**SELECTED EXCERPT:**
The 9b protein (P0DTD2) with molecular weight = 10796.10 Daltons is rich in leucine (12.37%) and valine (10.31%) (Figure 2). The ORF14 (P0DTD3) molecular weight = 8049.27 Daltons is rich in leucine (20.55%) and alanine (12.33%) (Figure 3). ProMotif analysis of the final predicted structure of 9b, modeled using comparative modeling, calculated 2 sheets, 2 beta hairpins, 7 strands, 4 helices, 9 beta turns, and 1 gamma turn (Table 1; Figures 4 and 5; Figure S1). ProMotif analysis of the predicted ab initio structure of ORF14 calculated 5 helices, 9 helix-helix interacts, and 2 beta turns (Table 1; Figures 6 and 7; Figure S2). The verified structures of the ORF9b and ORF14 proteins had qmean4 z scores of -1.64 (Global Score : 0.67 ± 0.09) and -1.18 (Global Score : 0.52 ± 0.11), respectively (Annexures 1 & 2). Precheck verification showed 94.0% and 95.5% residues in the most favored regions (A, B, L) of Ramachandran plot in 9b and ORF14 proteins, respectively. Structural verification in ERRAT revealed good quality of the models with quality factors of 97.56 and 100 for ORF9b and ORF14 proteins, respectively. The verification reports indicate the high reliability of the theoretical structures (Figures S3-S6).

Figure 2.

Figure 2

Amino acid composition of SARS-CoV-2 9b protein (leucine and valine-rich).

**PROVIDED DATA:**
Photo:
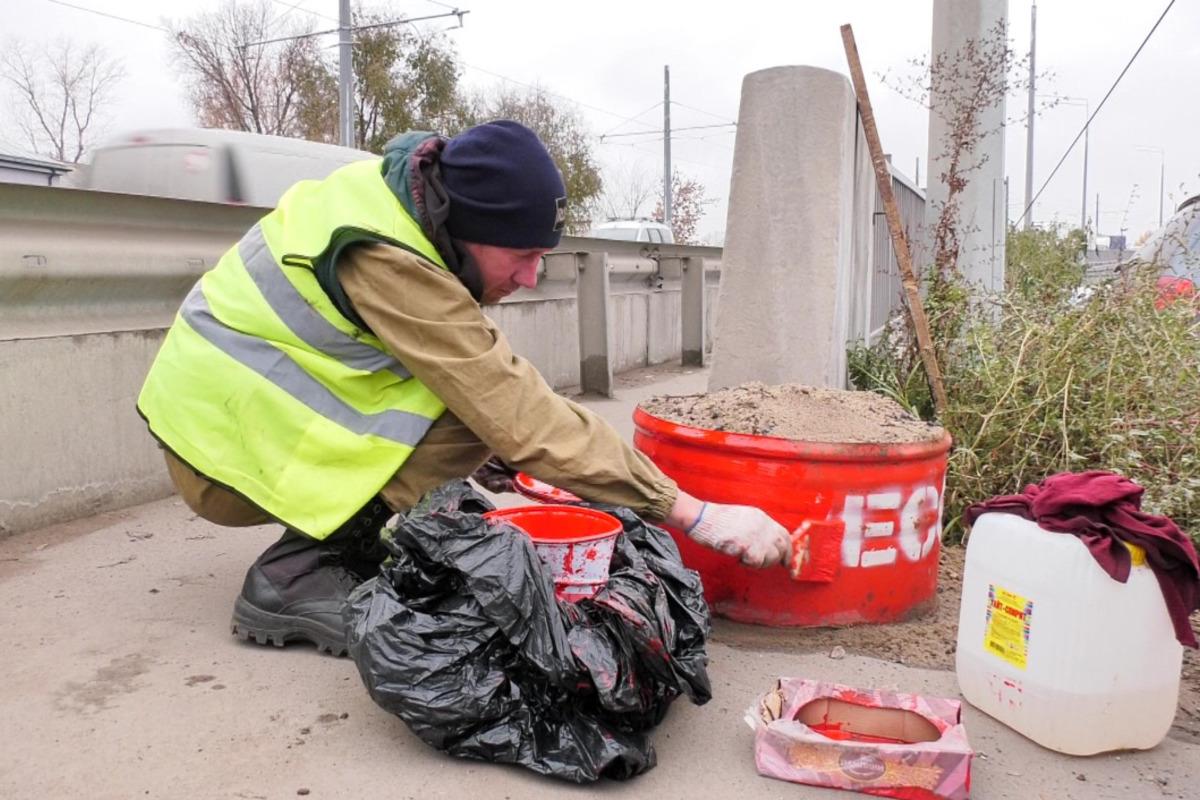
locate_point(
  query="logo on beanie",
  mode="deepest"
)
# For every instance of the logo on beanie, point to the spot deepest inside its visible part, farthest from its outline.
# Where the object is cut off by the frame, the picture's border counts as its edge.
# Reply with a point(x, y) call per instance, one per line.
point(559, 212)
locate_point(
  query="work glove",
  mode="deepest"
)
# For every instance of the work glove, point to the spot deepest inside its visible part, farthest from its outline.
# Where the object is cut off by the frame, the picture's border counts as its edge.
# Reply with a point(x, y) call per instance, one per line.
point(742, 531)
point(495, 475)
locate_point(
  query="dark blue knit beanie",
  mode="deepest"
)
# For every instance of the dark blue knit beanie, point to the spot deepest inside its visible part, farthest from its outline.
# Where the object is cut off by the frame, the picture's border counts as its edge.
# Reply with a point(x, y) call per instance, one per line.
point(504, 188)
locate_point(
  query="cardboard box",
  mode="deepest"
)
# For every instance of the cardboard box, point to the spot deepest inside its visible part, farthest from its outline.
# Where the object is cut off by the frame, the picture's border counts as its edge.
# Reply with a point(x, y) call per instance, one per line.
point(880, 743)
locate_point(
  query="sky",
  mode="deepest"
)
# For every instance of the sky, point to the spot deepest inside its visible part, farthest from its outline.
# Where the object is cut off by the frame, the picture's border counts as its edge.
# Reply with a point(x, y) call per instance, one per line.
point(607, 59)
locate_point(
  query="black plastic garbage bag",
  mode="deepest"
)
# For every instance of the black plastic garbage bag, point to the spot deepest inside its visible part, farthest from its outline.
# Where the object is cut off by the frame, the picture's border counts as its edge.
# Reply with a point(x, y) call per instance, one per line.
point(462, 638)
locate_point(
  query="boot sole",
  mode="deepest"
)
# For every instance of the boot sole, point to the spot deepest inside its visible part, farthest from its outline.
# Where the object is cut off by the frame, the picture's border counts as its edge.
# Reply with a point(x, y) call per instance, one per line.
point(251, 623)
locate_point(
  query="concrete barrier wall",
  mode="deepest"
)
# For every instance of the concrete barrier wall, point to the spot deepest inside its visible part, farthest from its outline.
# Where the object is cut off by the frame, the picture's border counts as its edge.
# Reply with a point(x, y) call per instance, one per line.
point(73, 444)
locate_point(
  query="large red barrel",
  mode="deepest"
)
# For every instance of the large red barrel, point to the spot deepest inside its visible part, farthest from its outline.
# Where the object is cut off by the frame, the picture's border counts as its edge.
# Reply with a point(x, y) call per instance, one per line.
point(871, 516)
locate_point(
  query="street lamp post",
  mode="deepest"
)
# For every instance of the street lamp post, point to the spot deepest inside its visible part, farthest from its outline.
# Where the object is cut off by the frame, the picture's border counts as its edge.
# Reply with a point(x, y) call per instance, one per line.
point(1087, 116)
point(1162, 178)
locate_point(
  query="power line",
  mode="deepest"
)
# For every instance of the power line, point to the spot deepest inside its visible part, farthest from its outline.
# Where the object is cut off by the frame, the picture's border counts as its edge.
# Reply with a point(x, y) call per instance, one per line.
point(299, 6)
point(553, 94)
point(635, 116)
point(406, 20)
point(673, 131)
point(1080, 134)
point(720, 116)
point(105, 13)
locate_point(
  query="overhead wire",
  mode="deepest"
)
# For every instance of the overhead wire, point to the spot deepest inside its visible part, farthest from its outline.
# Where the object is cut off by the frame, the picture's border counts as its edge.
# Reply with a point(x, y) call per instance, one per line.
point(1080, 134)
point(105, 13)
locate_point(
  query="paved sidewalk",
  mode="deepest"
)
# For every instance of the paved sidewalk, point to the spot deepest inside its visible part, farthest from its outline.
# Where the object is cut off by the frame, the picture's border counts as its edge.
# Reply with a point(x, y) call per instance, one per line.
point(121, 680)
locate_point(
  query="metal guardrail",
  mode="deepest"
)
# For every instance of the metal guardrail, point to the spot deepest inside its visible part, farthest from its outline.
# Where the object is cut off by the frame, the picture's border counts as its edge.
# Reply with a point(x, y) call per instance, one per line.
point(79, 262)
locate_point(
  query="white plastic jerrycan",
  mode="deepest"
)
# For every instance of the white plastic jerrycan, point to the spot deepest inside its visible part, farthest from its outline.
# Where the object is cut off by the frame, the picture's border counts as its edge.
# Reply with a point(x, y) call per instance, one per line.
point(1053, 647)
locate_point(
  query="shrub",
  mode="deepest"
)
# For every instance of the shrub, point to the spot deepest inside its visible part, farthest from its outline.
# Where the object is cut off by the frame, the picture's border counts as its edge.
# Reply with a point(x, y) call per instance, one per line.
point(1045, 378)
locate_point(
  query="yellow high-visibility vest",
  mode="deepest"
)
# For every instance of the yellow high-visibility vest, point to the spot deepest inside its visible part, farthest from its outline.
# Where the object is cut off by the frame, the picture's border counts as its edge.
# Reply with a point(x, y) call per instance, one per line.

**INSTRUCTIONS:**
**1.** In the excerpt on the SARS-CoV-2 9b and ORF14 proteins, turn the paragraph beginning "The 9b protein (P0DTD2)" into a bulleted list that keeps its main facts.
**2.** Write the next part of the excerpt on the SARS-CoV-2 9b and ORF14 proteins, starting after its final sentence.

**RESULTS OF THE EXERCISE:**
**1.**
- 9b protein (P0DTD2): molecular weight 10796.10 Daltons. It is rich in leucine (12.37%) and valine (10.31%).
- ORF14 (P0DTD3): molecular weight 8049.27 Daltons. It is rich in leucine (20.55%) and alanine (12.33%).
- 9b structure: built by comparative modeling. ProMotif found 2 sheets, 2 beta hairpins, 7 strands, 4 helices, 9 beta turns and 1 gamma turn.
- ORF14 structure: predicted ab initio. ProMotif found 5 helices, 9 helix-helix interactions and 2 beta turns.
- QMEAN4 z scores: -1.64 for ORF9b (Global Score 0.67 ± 0.09) and -1.18 for ORF14 (Global Score 0.52 ± 0.11).
- Ramachandran plot (Precheck): 94.0% of 9b residues and 95.5% of ORF14 residues lie in the most favored regions.
- ERRAT quality factors: 97.56 for ORF9b and 100 for ORF14.
- Overall, the verification reports indicate that the theoretical structures are highly reliable.

**2.**
Figure 3.

Figure 3

Amino acid composition of SARS-CoV-2 ORF14 protein (leucine and valine-rich).

Figure 4.

Figure 4

Structure of SARS-CoV-2 9b protein along with major active sites.

Figure 5.

Figure 5

Structure of SARS-CoV-2 9b protein and its two high-throughput tunnels. Tunnels are colored on the basis of preferences in throughput values, i.e., tunnel-1 (blue) and tunnel-2 (green). The high relevance pocket is shown (yellow).

Figure 6.

Figure 6

Structure of SARS-CoV-2 ORF14 protein along with major active sites.

Figure 7.

Figure 7

Structure of SARS-CoV-2 ORF14 protein along with its throughput tunnels (blue).

The estimated high throughput tunnel-1 (blue) in the 9b protein is a bottleneck radius of 1.9 Å, length of 1.5 Å, distance to the surface of 1.5 Å, curvature of 1.0, throughput of 0.92, and number of residues 11; tunnel-2 (green) is a bottleneck radius of 1.5 Å, length of 5.4 Å, distance to surface of 4.9 Å, curvature of 1.1, throughput of 0.78, and number of residues 14 (Figure 5, Figures S7-S8). The estimated high throughput tunnel-1 (blue) in ORF14 protein is a bottleneck radius of 1.2 Å, length of 5.8 Å, distance to the surface of 4.9 Å, curvature of 1.2, throughput of 0.69, and number of residues 14 (Figure 7; Figure S9).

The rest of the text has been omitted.